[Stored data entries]
━━━

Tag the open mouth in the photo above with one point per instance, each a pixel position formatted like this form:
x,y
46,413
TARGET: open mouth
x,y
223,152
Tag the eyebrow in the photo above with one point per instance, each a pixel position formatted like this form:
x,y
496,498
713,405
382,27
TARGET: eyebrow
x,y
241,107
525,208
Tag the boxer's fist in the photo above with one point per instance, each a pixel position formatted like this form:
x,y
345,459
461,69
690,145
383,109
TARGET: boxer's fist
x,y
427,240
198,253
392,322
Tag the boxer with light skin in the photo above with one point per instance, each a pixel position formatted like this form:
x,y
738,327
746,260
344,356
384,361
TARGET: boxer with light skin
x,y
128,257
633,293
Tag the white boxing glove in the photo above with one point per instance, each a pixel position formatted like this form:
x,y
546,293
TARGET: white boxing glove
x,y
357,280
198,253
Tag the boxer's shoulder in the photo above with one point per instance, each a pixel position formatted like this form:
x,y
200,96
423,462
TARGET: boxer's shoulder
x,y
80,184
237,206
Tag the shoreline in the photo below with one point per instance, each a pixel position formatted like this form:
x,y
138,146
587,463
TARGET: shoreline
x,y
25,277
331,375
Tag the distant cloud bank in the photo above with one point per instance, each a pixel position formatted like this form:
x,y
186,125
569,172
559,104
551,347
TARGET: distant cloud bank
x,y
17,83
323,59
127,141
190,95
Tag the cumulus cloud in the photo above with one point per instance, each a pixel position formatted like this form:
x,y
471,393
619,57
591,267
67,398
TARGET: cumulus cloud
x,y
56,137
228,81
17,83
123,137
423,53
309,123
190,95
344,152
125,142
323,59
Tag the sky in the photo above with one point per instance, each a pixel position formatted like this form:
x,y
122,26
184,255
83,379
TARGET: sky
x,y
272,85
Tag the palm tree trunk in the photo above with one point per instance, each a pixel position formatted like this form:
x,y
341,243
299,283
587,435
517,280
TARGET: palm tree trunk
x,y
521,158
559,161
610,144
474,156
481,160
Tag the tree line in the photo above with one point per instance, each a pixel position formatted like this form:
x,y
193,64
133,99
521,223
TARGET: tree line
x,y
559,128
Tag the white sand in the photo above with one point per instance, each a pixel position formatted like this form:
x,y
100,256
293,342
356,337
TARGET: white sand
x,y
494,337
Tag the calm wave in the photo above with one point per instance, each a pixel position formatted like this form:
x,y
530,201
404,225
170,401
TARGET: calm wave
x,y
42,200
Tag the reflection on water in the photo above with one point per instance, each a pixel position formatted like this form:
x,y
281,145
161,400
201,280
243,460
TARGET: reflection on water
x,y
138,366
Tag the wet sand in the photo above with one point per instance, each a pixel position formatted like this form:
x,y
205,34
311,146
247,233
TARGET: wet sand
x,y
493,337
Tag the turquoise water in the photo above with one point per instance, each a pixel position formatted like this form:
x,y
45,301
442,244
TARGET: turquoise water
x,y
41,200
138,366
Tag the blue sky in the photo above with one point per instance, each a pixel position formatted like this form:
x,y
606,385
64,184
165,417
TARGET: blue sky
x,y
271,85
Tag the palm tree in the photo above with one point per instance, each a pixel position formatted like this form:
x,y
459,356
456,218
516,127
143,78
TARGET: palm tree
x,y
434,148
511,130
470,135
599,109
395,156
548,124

━━━

* _WORK TO BE COMPLETED_: From the first line to the last, return the data above exactly.

* _ANSWER SPACE_:
Tag the open mouth in the photo above with one point per instance, each a pixel position formatted like this form:
x,y
46,413
TARGET: open mouth
x,y
223,152
Tag the eyebrow in the photo above with one point per instance, each a pixel position formatted like this form:
x,y
496,498
713,405
382,27
TARGET: eyebrow
x,y
241,107
525,208
Tag the boxer's fist in the photo above with one point per instance, each a pixel position formatted like this form:
x,y
345,459
461,69
690,145
383,109
TARGET: boxer's fist
x,y
427,240
198,253
392,322
Tag the boxer with light skin in the photo above with one point per instance, each a pixel position formatted like this form:
x,y
738,327
746,260
344,356
384,361
TARGET: boxer with light skin
x,y
128,257
633,293
Tag the white boxing glove in the photo above with one point per instance, each a pixel position formatted like this form:
x,y
546,293
TARGET: white boxing glove
x,y
357,280
198,253
Tag the boxer's shoulder in the photo above with one point per instance, each a pixel position formatted like this form:
x,y
200,96
423,462
TARGET: boxer's shoulder
x,y
80,184
237,206
Tag the shoreline in the photo below with one point per instance, each a pixel position formatted like this form:
x,y
138,146
587,463
TARGET: shoreline
x,y
25,277
331,375
Tag the distant cloud bank in the photo above with one point per instance, each a pixel position formatted like this form:
x,y
186,125
569,172
559,104
551,347
TARGET: distant cloud bank
x,y
17,83
323,59
127,141
190,95
Tag the cumulus cloud in the photo above with one point per instance, each a pixel position formatted like this form:
x,y
471,393
619,57
591,267
67,398
TARGET: cumulus cloud
x,y
56,137
228,81
17,83
123,137
423,53
309,123
190,95
344,152
125,142
323,59
Tag the sky in the photo above with one point per instance, each a pixel position formatted like this form:
x,y
122,26
184,255
83,379
TARGET: sky
x,y
272,85
Tag the palm tree trunk in the photo above with one point per instance, each a pixel position formatted like this form:
x,y
341,243
299,283
587,435
517,280
TARGET: palm tree trunk
x,y
521,158
559,161
610,144
474,156
481,160
Tag the tree line in the photo above with one point per instance, each a pixel position formatted like this form:
x,y
193,64
133,99
521,223
TARGET: tree line
x,y
559,128
Tag the white sand in the photo above with one point per instance, each a pixel position formatted like this form:
x,y
100,256
293,342
356,337
TARGET: white sand
x,y
494,337
Tag the calm wave in the photo above with one point per instance, each a pixel position formatted like this form:
x,y
530,201
404,225
170,401
TARGET: calm wave
x,y
42,200
Tag the reflection on water in the photo above with one point per instance, each a pixel position formatted like this form:
x,y
281,145
161,400
201,280
243,460
TARGET: reflection on water
x,y
138,366
Tag the wet sand in the photo above with one point per instance, each a pixel position formatted like this form:
x,y
205,34
311,146
247,233
TARGET: wet sand
x,y
493,337
Tag the turquoise water in the photo above with one point per instance, each a pixel position formatted like this form:
x,y
45,301
442,244
TARGET: turquoise water
x,y
41,200
138,366
Tag the blue sky in the photo above with one point per instance, each a pixel position formatted like this form:
x,y
606,385
64,184
165,417
TARGET: blue sky
x,y
271,85
Tag the palm tree in the photo above with one point per instance, each a pixel position formatted like this form:
x,y
459,356
456,218
516,127
143,78
TARGET: palm tree
x,y
434,148
511,130
470,135
599,109
395,156
548,124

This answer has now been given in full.